[Data under study — start]
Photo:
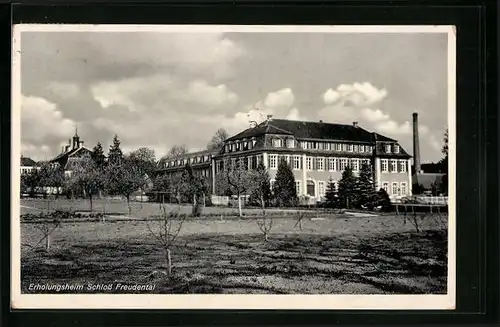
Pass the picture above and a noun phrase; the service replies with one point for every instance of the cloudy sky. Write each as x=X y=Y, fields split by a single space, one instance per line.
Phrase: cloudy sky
x=159 y=89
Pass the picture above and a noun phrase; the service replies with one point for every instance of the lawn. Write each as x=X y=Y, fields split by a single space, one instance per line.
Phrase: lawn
x=338 y=254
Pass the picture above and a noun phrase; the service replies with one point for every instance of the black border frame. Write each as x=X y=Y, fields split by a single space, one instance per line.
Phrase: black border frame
x=477 y=148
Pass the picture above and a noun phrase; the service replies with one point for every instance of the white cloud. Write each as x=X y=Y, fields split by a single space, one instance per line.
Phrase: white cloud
x=201 y=92
x=42 y=119
x=357 y=94
x=283 y=98
x=159 y=92
x=210 y=52
x=41 y=124
x=63 y=90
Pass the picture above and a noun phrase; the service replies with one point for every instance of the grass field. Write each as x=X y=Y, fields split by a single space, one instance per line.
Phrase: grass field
x=340 y=254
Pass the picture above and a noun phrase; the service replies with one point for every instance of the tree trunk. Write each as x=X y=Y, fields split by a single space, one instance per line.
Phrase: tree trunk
x=47 y=242
x=169 y=263
x=90 y=200
x=239 y=206
x=128 y=205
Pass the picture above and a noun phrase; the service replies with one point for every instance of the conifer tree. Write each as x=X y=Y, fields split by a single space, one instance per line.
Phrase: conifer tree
x=331 y=194
x=261 y=194
x=366 y=185
x=348 y=188
x=98 y=155
x=115 y=154
x=285 y=193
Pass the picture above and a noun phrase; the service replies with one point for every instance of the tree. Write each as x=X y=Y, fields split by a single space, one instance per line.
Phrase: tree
x=348 y=188
x=261 y=193
x=239 y=181
x=331 y=194
x=115 y=154
x=218 y=139
x=145 y=159
x=89 y=178
x=366 y=185
x=98 y=156
x=175 y=152
x=444 y=164
x=165 y=232
x=31 y=181
x=193 y=187
x=284 y=190
x=124 y=179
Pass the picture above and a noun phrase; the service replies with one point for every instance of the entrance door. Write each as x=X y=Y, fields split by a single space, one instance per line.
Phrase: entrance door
x=311 y=188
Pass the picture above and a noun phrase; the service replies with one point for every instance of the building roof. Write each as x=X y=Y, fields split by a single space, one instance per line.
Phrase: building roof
x=428 y=179
x=28 y=162
x=312 y=130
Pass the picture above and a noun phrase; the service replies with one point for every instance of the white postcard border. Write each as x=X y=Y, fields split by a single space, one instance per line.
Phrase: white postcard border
x=286 y=302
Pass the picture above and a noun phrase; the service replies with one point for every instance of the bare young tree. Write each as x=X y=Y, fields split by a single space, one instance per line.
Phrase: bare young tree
x=239 y=180
x=300 y=216
x=166 y=231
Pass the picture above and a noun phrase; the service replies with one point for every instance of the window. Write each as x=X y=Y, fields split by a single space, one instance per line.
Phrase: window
x=402 y=166
x=259 y=160
x=394 y=166
x=321 y=188
x=273 y=161
x=343 y=163
x=385 y=167
x=394 y=189
x=355 y=164
x=403 y=188
x=331 y=164
x=296 y=162
x=297 y=186
x=309 y=163
x=320 y=163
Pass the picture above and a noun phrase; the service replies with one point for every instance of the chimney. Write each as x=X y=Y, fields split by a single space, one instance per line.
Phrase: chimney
x=416 y=144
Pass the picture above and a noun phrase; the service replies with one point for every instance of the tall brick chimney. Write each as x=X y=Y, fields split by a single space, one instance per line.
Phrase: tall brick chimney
x=416 y=144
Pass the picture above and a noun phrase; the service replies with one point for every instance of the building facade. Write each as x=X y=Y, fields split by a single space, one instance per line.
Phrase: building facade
x=28 y=165
x=316 y=153
x=71 y=155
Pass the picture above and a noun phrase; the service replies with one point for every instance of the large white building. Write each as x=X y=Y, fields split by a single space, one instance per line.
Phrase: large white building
x=316 y=152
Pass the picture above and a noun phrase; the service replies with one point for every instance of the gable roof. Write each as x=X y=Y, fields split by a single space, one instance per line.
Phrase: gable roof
x=428 y=179
x=28 y=162
x=312 y=130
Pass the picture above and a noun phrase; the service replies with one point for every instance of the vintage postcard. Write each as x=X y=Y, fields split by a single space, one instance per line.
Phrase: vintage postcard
x=233 y=167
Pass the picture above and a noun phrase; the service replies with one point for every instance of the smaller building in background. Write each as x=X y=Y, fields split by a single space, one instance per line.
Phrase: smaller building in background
x=71 y=154
x=28 y=165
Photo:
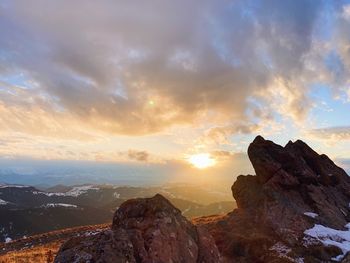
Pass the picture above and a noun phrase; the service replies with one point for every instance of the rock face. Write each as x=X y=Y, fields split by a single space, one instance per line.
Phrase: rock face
x=144 y=230
x=293 y=190
x=295 y=209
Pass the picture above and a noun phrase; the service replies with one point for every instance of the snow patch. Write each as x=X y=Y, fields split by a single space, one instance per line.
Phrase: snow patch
x=311 y=214
x=330 y=237
x=75 y=191
x=59 y=205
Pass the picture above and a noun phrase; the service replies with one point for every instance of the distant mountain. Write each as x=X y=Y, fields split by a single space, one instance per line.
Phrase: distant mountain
x=295 y=209
x=26 y=210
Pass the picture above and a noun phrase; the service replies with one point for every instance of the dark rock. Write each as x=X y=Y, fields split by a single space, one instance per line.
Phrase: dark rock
x=267 y=226
x=289 y=181
x=144 y=230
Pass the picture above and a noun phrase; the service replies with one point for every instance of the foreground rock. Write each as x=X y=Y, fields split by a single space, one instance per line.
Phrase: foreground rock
x=294 y=210
x=144 y=230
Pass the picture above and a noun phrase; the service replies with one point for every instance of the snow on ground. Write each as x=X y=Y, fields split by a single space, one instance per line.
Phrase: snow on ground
x=330 y=237
x=3 y=202
x=59 y=205
x=283 y=251
x=75 y=191
x=311 y=214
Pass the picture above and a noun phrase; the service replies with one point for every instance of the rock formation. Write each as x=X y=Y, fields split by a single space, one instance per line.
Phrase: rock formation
x=144 y=230
x=295 y=209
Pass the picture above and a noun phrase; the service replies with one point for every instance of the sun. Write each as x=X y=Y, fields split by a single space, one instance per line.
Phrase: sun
x=201 y=160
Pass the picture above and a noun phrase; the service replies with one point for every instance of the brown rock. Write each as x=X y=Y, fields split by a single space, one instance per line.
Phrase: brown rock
x=145 y=230
x=289 y=181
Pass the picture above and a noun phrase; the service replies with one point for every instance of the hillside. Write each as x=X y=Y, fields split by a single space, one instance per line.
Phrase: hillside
x=26 y=211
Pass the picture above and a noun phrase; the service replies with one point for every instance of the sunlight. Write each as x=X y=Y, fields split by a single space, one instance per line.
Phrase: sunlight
x=202 y=160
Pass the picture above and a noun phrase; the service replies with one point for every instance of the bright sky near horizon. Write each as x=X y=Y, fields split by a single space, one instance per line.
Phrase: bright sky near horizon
x=159 y=81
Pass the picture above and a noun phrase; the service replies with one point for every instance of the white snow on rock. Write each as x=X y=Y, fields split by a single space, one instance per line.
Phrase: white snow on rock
x=330 y=237
x=3 y=202
x=75 y=191
x=311 y=214
x=13 y=186
x=59 y=205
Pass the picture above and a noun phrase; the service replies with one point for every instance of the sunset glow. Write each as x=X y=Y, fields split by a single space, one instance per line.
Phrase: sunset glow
x=202 y=160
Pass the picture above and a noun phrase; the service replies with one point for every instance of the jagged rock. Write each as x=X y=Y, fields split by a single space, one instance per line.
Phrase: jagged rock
x=289 y=182
x=144 y=230
x=294 y=191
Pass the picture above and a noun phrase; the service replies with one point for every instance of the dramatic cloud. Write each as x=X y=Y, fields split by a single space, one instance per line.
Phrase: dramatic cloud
x=93 y=79
x=141 y=156
x=130 y=67
x=333 y=134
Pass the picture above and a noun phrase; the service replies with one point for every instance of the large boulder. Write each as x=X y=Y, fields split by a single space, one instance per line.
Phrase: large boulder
x=295 y=209
x=144 y=230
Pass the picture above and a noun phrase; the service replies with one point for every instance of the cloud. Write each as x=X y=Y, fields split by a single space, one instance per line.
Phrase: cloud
x=332 y=134
x=141 y=156
x=135 y=68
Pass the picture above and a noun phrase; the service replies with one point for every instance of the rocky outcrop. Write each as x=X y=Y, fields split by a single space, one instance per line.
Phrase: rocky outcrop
x=294 y=189
x=295 y=209
x=144 y=230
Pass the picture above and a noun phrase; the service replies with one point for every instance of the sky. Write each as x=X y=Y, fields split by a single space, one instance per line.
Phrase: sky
x=153 y=83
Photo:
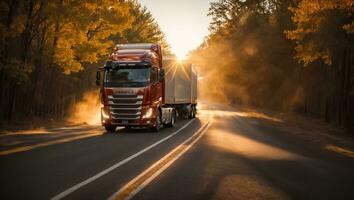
[Data under study — finish]
■ Work to be completed: For this exercise, repeat exactly the lines of the data above from the one with "Phrase: rock face" down to the one with "of the hillside.", both end lines included.

■ Response:
Phrase: rock face
x=144 y=230
x=293 y=190
x=295 y=209
Pass the picture above and a noun phrase; the service replies with one point for every instance of the snow patch. Write each as x=X y=Y, fields split by a single space, one instance per line.
Phrase: snow patch
x=311 y=214
x=330 y=237
x=75 y=191
x=59 y=205
Pass the picture above and a noun phrase; the service replies with one point for every instance of the distant mountain. Write each as x=X y=Y, fields split by a single space, one instance per line.
Phrase: distant mountain
x=295 y=209
x=26 y=210
Pass the picture above and a noun phrase; the service replies with one point for every instance of the dark rock. Write each as x=X y=Y, fields split by a single space, one instance per line.
Phrase: dark rock
x=267 y=226
x=289 y=181
x=144 y=230
Pass the picture above and a noun phrase; the service replies with one point for every instance of the foreground rock. Write each as x=X y=Y, fields split by a single space, one instance per line.
Phrase: foreground rock
x=294 y=210
x=144 y=230
Pass the picture above and a noun phrase; the service replies with one point for every instance of the snow on ground. Write each as x=X y=Y, fields split by a single space, one instance per line.
Phrase: snow on ground
x=330 y=237
x=3 y=202
x=59 y=205
x=283 y=251
x=75 y=191
x=311 y=214
Pass the picture above and a noun phrase; the service replies with one point for every instance of the rock formation. Write each as x=X y=Y, fields split by a single space, one instance per line.
Phrase: rock formation
x=144 y=230
x=295 y=209
Pass the picture above and a noun phrase; the service replies with one point for every instance of the sun. Write each as x=X y=Y, fields split by a single space, one instance per line.
Phrase: sun
x=201 y=160
Pass the picture above and a noun phrase; the service replies with one point for every instance of the brown rock. Write each as x=X y=Y, fields split by a single space, one instance per line.
Phrase: brown rock
x=145 y=230
x=289 y=181
Pass the picture above and a noun phrase; the service replies with one point for every instance of the hillside. Write each as x=X y=Y, fields split by a single space, one instance per line.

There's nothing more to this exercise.